WHAT IS NEEDED:
Restate word for word the lines below that run from the one holding "box: [41, 345, 51, 364]" through the one holding "box: [103, 109, 200, 169]", inclusive. Pictures don't belong in the copy.

DATA EXTRACTS:

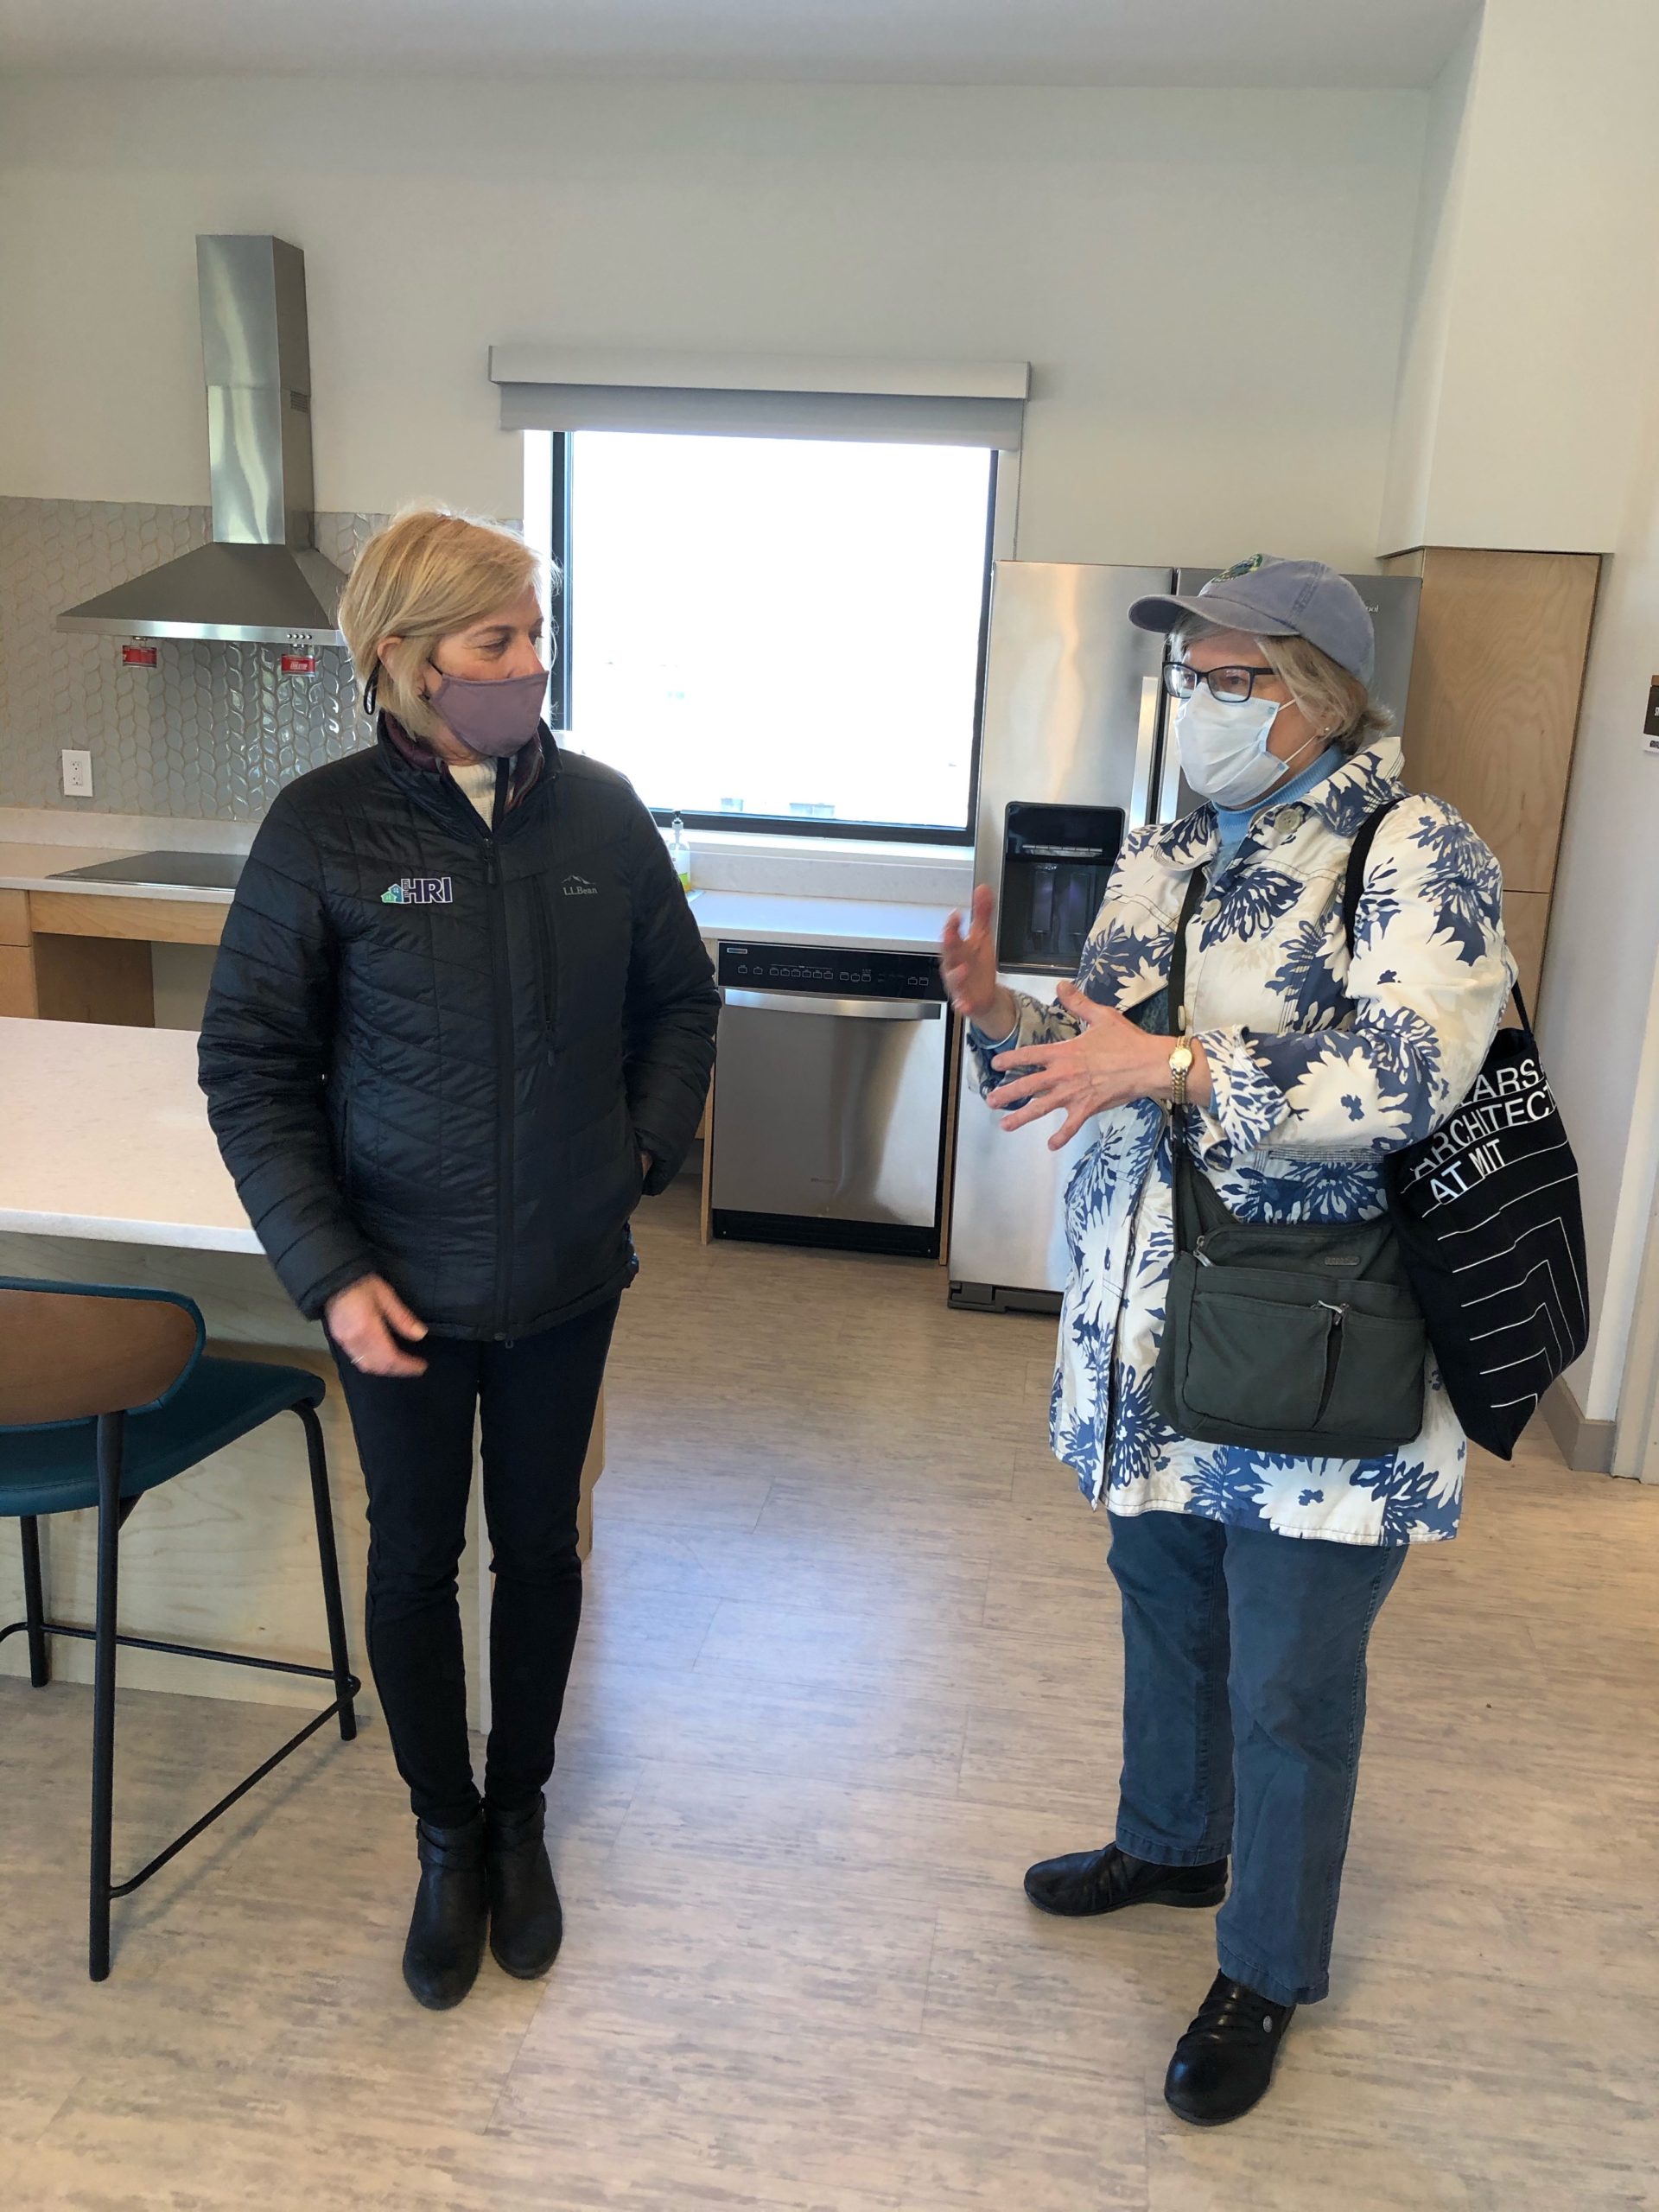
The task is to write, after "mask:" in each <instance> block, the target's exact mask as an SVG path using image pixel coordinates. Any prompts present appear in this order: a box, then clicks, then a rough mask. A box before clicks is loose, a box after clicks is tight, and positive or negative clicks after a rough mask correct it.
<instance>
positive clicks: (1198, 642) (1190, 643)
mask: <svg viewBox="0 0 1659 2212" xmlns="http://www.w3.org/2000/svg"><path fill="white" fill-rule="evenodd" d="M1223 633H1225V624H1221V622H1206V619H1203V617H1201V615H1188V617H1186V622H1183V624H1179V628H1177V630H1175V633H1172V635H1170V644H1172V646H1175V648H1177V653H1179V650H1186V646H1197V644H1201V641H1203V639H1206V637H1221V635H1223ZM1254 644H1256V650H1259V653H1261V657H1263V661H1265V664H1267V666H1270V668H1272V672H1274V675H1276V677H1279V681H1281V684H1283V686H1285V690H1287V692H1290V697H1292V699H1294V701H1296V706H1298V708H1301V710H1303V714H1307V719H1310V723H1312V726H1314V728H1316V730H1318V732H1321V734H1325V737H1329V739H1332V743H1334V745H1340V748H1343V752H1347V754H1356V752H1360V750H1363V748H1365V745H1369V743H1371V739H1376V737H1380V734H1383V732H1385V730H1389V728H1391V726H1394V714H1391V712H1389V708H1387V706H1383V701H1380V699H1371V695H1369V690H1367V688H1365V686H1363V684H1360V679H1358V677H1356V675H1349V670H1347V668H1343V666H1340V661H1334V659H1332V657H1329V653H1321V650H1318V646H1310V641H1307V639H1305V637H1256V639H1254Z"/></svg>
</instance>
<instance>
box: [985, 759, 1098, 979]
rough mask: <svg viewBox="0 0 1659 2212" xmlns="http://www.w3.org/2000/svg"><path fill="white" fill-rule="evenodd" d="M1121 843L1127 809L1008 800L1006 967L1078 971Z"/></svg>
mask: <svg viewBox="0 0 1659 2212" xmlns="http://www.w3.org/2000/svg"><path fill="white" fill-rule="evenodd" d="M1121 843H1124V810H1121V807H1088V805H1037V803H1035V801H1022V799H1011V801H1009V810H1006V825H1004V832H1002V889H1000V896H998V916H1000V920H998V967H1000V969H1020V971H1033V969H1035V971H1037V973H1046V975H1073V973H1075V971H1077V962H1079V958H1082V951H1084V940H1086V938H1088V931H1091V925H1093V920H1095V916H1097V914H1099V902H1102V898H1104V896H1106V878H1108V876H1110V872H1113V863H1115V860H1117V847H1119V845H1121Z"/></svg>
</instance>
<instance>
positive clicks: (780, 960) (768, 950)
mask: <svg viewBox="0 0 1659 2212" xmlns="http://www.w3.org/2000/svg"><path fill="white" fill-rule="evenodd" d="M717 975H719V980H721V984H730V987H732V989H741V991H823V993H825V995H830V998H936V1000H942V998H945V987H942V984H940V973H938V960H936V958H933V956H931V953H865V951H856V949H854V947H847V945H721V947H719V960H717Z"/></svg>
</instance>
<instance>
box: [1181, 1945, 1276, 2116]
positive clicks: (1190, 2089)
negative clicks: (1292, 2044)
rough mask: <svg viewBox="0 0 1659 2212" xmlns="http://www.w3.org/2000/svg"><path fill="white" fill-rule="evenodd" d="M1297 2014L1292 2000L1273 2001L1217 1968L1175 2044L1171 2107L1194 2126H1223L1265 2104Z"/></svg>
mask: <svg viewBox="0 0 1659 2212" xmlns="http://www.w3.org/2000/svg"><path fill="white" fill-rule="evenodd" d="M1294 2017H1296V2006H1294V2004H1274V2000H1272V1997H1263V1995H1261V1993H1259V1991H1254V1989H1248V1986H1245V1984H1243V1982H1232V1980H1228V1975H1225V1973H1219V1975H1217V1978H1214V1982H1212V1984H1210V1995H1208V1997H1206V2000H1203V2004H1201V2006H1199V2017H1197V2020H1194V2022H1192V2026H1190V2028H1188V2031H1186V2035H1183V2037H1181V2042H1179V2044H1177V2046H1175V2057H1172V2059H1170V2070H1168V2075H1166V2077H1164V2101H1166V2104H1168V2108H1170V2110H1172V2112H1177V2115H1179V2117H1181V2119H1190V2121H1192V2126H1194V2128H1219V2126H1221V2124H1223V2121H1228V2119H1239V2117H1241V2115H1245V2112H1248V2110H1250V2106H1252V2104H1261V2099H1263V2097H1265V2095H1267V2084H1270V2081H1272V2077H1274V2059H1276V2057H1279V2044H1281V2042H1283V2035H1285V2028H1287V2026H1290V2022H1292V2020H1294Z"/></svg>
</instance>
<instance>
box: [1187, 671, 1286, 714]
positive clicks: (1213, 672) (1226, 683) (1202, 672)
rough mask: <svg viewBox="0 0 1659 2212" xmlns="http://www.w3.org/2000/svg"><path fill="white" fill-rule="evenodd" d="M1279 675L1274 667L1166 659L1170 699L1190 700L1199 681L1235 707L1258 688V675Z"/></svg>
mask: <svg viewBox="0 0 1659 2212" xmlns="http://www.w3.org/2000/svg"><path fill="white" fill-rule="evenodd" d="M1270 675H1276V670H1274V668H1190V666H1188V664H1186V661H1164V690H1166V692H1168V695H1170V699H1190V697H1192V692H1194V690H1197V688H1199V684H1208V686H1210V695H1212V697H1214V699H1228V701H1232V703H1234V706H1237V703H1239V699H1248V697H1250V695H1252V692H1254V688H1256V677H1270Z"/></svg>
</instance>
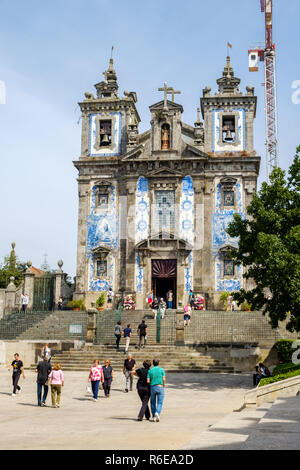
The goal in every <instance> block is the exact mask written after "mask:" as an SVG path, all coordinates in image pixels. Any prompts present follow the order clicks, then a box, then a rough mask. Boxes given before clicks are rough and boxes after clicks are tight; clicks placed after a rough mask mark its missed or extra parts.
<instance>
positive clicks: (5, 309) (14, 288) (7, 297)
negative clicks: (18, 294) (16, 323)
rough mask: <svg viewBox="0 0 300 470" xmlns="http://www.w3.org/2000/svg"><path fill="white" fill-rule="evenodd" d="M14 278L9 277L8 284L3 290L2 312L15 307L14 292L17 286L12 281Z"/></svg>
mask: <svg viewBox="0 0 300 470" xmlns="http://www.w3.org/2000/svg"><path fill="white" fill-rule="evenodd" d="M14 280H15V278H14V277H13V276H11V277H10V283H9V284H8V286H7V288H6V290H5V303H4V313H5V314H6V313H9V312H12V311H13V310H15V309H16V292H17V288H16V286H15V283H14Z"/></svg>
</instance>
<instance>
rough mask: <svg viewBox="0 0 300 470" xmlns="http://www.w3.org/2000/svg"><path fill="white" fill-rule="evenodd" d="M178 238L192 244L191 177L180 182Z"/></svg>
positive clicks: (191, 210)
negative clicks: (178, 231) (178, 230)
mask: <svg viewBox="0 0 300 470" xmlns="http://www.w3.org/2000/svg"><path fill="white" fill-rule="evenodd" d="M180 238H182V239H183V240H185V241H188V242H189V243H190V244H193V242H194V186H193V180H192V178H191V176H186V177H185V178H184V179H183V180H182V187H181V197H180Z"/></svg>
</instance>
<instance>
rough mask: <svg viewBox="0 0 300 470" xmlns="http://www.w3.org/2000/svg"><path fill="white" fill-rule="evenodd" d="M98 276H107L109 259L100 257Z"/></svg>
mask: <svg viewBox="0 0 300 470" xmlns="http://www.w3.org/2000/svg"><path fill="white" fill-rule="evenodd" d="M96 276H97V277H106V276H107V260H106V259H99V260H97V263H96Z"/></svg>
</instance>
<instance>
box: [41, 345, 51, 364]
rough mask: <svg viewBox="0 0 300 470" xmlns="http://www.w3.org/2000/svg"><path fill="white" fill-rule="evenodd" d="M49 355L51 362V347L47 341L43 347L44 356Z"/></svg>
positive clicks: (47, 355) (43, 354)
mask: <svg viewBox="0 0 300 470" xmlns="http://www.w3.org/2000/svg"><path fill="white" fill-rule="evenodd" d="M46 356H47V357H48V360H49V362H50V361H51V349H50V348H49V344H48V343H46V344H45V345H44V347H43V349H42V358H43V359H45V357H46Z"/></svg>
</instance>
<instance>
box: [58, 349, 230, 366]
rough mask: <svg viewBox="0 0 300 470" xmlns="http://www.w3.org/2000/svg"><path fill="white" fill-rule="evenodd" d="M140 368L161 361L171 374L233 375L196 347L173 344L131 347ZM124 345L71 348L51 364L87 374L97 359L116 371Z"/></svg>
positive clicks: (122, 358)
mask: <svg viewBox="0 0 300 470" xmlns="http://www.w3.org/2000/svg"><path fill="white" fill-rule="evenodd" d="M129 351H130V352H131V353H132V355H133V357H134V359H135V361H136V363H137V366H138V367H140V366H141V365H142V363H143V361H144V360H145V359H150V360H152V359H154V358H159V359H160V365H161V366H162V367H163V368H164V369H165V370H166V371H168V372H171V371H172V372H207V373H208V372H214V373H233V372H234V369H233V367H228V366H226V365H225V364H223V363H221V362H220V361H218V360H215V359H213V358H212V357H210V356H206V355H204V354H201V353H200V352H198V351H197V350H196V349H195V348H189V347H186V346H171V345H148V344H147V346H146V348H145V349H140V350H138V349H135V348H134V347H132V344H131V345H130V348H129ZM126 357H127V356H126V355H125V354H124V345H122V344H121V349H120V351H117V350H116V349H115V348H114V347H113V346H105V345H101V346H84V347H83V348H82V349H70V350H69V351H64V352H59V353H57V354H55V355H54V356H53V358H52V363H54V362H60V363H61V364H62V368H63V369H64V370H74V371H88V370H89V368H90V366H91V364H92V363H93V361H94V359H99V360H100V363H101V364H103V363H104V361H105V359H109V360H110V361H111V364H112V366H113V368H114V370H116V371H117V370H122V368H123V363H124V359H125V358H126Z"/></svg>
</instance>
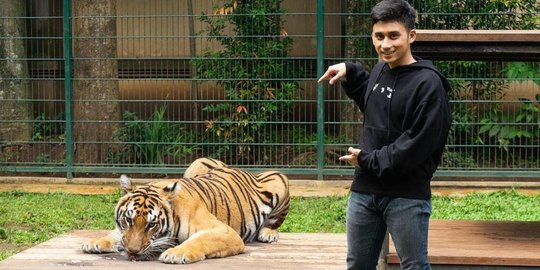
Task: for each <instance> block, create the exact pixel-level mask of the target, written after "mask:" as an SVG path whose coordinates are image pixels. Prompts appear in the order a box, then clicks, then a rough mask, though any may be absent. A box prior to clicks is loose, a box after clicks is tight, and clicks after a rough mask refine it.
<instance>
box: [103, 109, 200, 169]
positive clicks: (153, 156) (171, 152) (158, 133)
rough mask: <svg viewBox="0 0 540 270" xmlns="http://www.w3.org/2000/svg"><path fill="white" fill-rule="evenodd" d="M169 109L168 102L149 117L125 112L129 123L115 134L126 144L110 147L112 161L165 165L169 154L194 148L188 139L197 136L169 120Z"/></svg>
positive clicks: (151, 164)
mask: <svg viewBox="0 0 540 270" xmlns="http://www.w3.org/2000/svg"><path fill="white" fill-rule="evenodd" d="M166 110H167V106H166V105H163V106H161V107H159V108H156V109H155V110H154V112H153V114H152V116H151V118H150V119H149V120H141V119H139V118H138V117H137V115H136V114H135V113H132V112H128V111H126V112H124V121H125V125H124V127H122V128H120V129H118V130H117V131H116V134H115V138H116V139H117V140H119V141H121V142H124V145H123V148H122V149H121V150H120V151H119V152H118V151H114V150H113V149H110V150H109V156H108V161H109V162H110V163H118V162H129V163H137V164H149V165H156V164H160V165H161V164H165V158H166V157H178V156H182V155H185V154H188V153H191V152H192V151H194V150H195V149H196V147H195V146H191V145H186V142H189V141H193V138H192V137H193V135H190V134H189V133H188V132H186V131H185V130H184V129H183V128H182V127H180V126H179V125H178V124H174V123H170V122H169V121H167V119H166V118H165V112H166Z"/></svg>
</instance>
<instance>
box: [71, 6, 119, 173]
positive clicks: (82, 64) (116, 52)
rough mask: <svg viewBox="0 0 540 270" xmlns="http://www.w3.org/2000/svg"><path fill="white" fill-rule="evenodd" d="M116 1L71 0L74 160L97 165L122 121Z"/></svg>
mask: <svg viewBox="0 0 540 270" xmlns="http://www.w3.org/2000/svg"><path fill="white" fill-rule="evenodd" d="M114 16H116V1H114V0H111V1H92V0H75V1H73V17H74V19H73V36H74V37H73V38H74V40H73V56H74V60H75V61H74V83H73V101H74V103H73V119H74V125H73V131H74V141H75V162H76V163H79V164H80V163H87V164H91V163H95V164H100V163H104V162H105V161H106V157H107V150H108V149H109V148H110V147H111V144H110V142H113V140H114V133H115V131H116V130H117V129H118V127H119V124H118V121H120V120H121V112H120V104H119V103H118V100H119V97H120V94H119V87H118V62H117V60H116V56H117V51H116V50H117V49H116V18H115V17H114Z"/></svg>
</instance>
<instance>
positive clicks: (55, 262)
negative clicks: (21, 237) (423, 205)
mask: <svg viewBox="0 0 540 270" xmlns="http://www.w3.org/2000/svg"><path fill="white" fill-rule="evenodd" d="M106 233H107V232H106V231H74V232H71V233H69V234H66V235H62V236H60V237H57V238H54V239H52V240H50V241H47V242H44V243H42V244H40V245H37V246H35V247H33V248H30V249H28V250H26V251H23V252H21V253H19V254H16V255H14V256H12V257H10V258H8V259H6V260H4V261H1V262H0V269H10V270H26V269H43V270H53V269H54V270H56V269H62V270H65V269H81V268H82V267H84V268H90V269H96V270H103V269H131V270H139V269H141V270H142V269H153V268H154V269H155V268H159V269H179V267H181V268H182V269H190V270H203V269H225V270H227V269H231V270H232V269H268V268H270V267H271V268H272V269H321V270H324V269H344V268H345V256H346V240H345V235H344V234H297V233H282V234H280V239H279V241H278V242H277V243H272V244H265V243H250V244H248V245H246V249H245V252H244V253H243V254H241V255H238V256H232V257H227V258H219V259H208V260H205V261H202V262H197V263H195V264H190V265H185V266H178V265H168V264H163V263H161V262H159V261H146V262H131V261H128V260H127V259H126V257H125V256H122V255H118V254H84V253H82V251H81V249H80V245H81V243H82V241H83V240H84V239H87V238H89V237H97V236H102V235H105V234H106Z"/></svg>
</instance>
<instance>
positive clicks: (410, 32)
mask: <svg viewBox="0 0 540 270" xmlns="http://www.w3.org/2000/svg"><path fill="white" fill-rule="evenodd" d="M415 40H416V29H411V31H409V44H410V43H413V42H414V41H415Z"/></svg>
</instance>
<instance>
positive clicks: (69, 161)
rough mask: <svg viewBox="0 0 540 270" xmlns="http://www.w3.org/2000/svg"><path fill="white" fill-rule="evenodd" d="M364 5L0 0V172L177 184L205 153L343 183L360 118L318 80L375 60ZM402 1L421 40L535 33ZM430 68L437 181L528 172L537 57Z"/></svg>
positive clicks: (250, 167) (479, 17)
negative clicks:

RESPONSE TO THE EXERCISE:
box: [41, 345, 51, 364]
rough mask: <svg viewBox="0 0 300 470" xmlns="http://www.w3.org/2000/svg"><path fill="white" fill-rule="evenodd" d="M49 355L51 362V347L47 341L43 347L44 356Z"/></svg>
positive clicks: (47, 355) (43, 354)
mask: <svg viewBox="0 0 300 470" xmlns="http://www.w3.org/2000/svg"><path fill="white" fill-rule="evenodd" d="M46 356H47V357H48V360H49V362H50V361H51V349H50V348H49V344H48V343H46V344H45V345H44V347H43V349H42V358H43V359H45V357H46Z"/></svg>
</instance>
<instance>
box: [58, 349, 230, 366]
rough mask: <svg viewBox="0 0 300 470" xmlns="http://www.w3.org/2000/svg"><path fill="white" fill-rule="evenodd" d="M140 368L161 361L171 374L233 375L196 347L173 344L131 347ZM124 345L71 348L51 364L87 374L97 359L116 371Z"/></svg>
positive clicks: (122, 358)
mask: <svg viewBox="0 0 300 470" xmlns="http://www.w3.org/2000/svg"><path fill="white" fill-rule="evenodd" d="M129 351H130V352H131V353H132V355H133V357H134V359H135V361H136V363H137V366H138V367H140V366H141V365H142V363H143V361H144V360H145V359H150V360H152V359H154V358H159V359H160V365H161V366H162V367H163V368H164V369H165V370H166V371H168V372H171V371H172V372H207V373H208V372H214V373H233V372H234V369H233V367H228V366H226V365H225V364H223V363H221V362H220V361H218V360H215V359H213V358H212V357H210V356H206V355H204V354H201V353H200V352H198V351H197V350H196V349H195V348H189V347H186V346H171V345H148V344H147V346H146V348H145V349H140V350H138V349H135V348H134V347H132V344H131V345H130V348H129ZM126 357H127V356H126V355H125V354H124V345H122V344H121V349H120V351H117V350H116V349H115V348H114V347H113V346H105V345H101V346H84V347H83V348H82V349H70V350H69V351H64V352H59V353H57V354H55V355H54V356H53V358H52V363H54V362H60V363H61V364H62V368H63V369H64V370H74V371H88V370H89V368H90V366H91V364H92V363H93V361H94V359H99V360H100V363H101V364H103V363H104V361H105V359H109V360H110V361H111V364H112V366H113V368H114V370H116V371H117V370H122V368H123V363H124V359H125V358H126Z"/></svg>
</instance>
Task: for each <instance> block, create the exact pixel-level mask of the target, written after "mask:" as an SVG path whose coordinates are image pixels. Prompts appear in the order a box, then clicks, then a rough mask, though any may be absent. A box prior to clicks is loose, a box after clicks is tight, and clicks after a rough mask refine it.
<instance>
box: [103, 109, 200, 169]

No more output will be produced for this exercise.